● **Page excerpt**:
But playoffs should not be the goal, at least not at the lower levels. Development should be the goal. In youth sports, playoffs are a by-product of developing players and managing the game well. I agree with the coaching philosophy of John Wooden that says, “Prepare your athletes, focus on excelling at the fundamentals, and the winning will take care of itself."
We have two formations and 10 plays. We get so good at those formations and plays that by the middle of the season I can call take half of a play and put it with a different play and they can figure it out. Without a break in the game, I can call a sweep right and turn it into a counter even though we did not actually practice that play during practice. From the sideline, I can yell out a play after they have lined up on the ball and they will all run the new play. How? Simplicity. Well, simplicity and we practice calling audibles during practice. 7-9-year-olds can handle that is you take the time to practice and keep it fairly simple.
I can do this because I keep things simple. “Hey athlete, where is your head? Where are your hands? Where are your feet?” They know what I am talking about because they have heard it a hundred times before. Keep it simple. If a student-athlete has to second guess what they are suppose to do the play will be over before they have had a chance to decide. Simplicity breeds success.
The lesson: keep it fun, keep it simple, teach fundamentals, then get out of the way and let the kids play.

● **Instructions**:
1 > Please retype the part of the youth coaching excerpt that opens with the words containing "I can do this" and closes with "the kids play.".
2 > Answer these questions from the youth coaching excerpt.
(a) How many formations and how many plays does the team have?
(b) The writer agrees with whose coaching philosophy?
(c) According to the lesson, what should be done after teaching fundamentals?

Excerpts of bounding box data
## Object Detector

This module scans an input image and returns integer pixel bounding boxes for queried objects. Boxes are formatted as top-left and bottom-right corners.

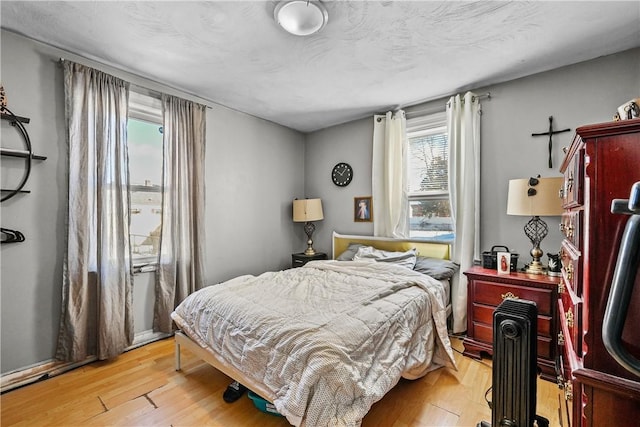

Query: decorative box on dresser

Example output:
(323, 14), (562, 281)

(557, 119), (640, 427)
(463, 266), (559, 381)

==

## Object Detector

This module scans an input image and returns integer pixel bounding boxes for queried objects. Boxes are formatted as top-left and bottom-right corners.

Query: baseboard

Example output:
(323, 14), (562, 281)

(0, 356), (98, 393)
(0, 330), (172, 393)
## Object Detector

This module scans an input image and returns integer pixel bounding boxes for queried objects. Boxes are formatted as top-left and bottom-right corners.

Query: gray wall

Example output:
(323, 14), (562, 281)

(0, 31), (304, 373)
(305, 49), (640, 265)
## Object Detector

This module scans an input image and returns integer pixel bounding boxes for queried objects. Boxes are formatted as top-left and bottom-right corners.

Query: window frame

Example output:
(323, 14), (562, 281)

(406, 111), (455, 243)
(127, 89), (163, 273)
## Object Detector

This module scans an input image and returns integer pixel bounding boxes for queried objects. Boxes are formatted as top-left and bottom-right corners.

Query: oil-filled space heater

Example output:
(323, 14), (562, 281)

● **Task-by-task results**:
1 >
I can do this because I keep things simple. “Hey athlete, where is your head? Where are your hands? Where are your feet?” They know what I am talking about because they have heard it a hundred times before. Keep it simple. If a student-athlete has to second guess what they are suppose to do the play will be over before they have had a chance to decide. Simplicity breeds success.
The lesson: keep it fun, keep it simple, teach fundamentals, then get out of the way and let the kids play.

2 >
(a) Two formations and 10 plays.
(b) John Wooden's.
(c) Get out of the way and let the kids play.